### [Objective 1]
According to the text on list stacking for real estate leads, what did the author combine in the first List Stacking done over 30 years ago?

### [Selected excerpt]
--- --- ---

If you’ve done much marketing for real estate ‘Motivated Seller’ leads you’re probably familiar with “List Stacking.”
I did my first List Stacking over 30 years ago by combining delinquent property tax lists with out of state and vacant landowners of 50 acres or more. I used the same stacking strategy going from county to county and state to state.
With List Stacking my profit went through the roof!
List stacking has evolved way beyond what I started with long ago. There are now list management services that can stack dozens of qualifiers and filters on top of each other, from foreclosures and divorce to county code violations, home equity, age and many more.
Having a good list stacking strategy CAN be a powerful ‘force multiplier’ for your real estate biz, BUT… (and it’s a big but)….
Even with the best list stacking, over
95% of your marketing cost is a total waste
and you still end up in the worst markets.
Think of LIST stacking as the bait or lure you use to get motivated seller leads to ‘bite’ by responding to your mailer, your bandit sign, digital ad, cold call, whatever.
Even the best lists and perfect execution
tactics are useless if you’re in the wrong market.
Whether you’re wholesaling, flipping, buy-and-holding, or brokering deals, the specific local market you target will contribute to your success or cause your failure far more than all the other stuff combined.
It doesn’t matter if you have the best list or best offer or the best of everything else… If you aren’t first INTELLIGENTLY deciding WHERE you’re going to fish for leads or cast your acquisitions net you simply will not achieve the highest results. You’d be working harder, making far less, taking more risks and leaving your financial future up to random chance.
It’s only a matter of time before you get clobbered in the wrong micro market(s).
Real estate success isn’t just about making the phone ring; it’s about targeting VIBRANT, LIQUID markets; being able to sell your deal and get paid.
The WORST markets have the most responsive sellers BECAUSE they’re in the worst markets. They’re hoping some fool comes along and bails them out.
If you’re not MARKET STACKING, you may
as well stamp SUCKER across your forehead.
Back to our fish analogy, even if you randomly stumble into an area with a lot of fish (motivated sellers), chances are they’re NOT the fish (deals) you want.
You don’t catch Rainbow Trout fishing out in the ocean somewhere.
How do YOU decide which markets,
zip codes or neighborhoods you invest in?

--- --- ---

### [Objective 2]
In the records, rewrite the part that opens with the line containing "passenger in the" and closes with the line containing "[575,277,653,358]", substituting "sitting" for "seated" and leaving everything else unchanged. Give only those lines.

--- --- ---

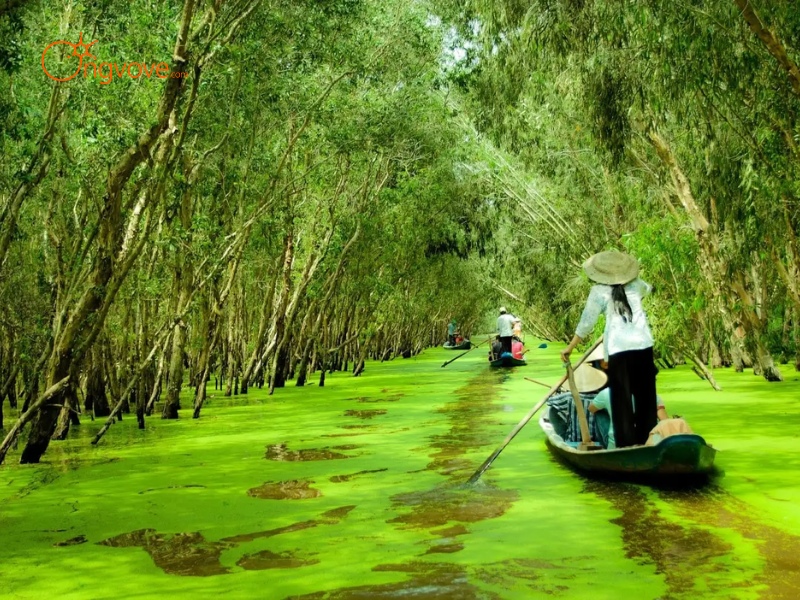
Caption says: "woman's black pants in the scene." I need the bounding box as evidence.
[608,348,658,448]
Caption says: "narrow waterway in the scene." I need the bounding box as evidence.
[0,348,800,600]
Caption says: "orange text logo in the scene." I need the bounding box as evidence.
[42,32,188,85]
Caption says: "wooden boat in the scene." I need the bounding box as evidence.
[444,340,472,350]
[539,417,717,476]
[489,352,528,367]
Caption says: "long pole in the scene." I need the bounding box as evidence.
[468,335,603,483]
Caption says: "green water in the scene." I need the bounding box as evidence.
[0,346,800,600]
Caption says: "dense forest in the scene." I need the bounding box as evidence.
[0,0,800,463]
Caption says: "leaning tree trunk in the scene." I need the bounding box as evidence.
[20,0,195,464]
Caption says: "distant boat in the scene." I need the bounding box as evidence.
[539,417,717,475]
[444,340,472,350]
[489,352,528,367]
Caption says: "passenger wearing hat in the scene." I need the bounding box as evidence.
[561,251,658,448]
[547,363,610,447]
[497,306,515,354]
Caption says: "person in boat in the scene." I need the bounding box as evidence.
[512,317,522,342]
[547,363,610,446]
[447,319,458,346]
[497,306,515,354]
[511,336,525,360]
[561,251,658,448]
[587,387,668,450]
[489,335,503,360]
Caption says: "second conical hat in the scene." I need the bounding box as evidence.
[566,364,608,394]
[583,344,606,363]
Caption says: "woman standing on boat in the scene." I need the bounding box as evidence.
[561,251,658,448]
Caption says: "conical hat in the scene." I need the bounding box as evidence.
[583,344,606,363]
[565,363,608,394]
[583,250,639,285]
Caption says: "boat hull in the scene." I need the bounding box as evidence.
[443,340,472,350]
[489,352,528,368]
[539,417,717,476]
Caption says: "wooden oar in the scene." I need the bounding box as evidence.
[442,338,492,368]
[525,377,550,389]
[468,335,603,483]
[566,362,599,450]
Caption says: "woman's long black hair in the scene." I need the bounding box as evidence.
[611,285,633,323]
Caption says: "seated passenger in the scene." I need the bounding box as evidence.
[489,335,503,360]
[589,388,672,450]
[547,364,608,444]
[511,336,523,360]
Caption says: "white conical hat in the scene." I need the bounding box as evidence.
[566,363,608,394]
[583,250,639,285]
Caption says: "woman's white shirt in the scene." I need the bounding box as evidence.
[575,277,653,358]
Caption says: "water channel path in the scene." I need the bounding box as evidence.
[0,346,800,600]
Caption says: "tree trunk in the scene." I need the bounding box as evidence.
[84,345,111,417]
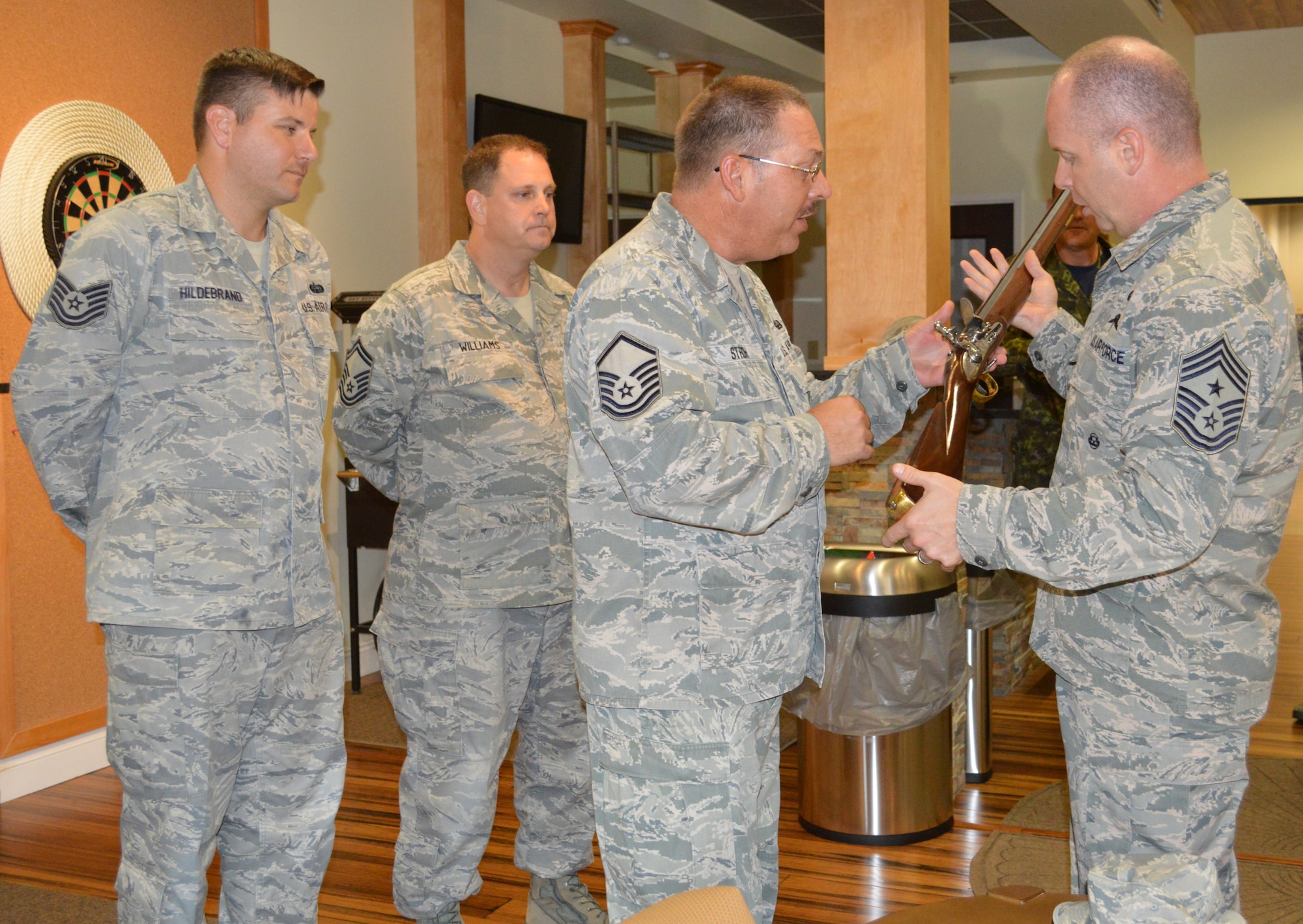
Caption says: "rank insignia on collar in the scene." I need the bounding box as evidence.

--- --- ---

### [Full response 1]
The author combined delinquent property tax lists with out-of-state and vacant landowners of 50 acres or more.

### [Full response 2]
Caption says: "sitting passenger in the scene." I need the bounding box as evidence.
[489,335,503,360]
[589,388,672,450]
[547,364,608,444]
[511,336,523,360]
Caption says: "white conical hat in the scene." I need the bounding box as evidence.
[566,363,608,394]
[583,250,639,285]
Caption says: "woman's white shirt in the scene." I need the bounding box as evidence.
[575,277,653,358]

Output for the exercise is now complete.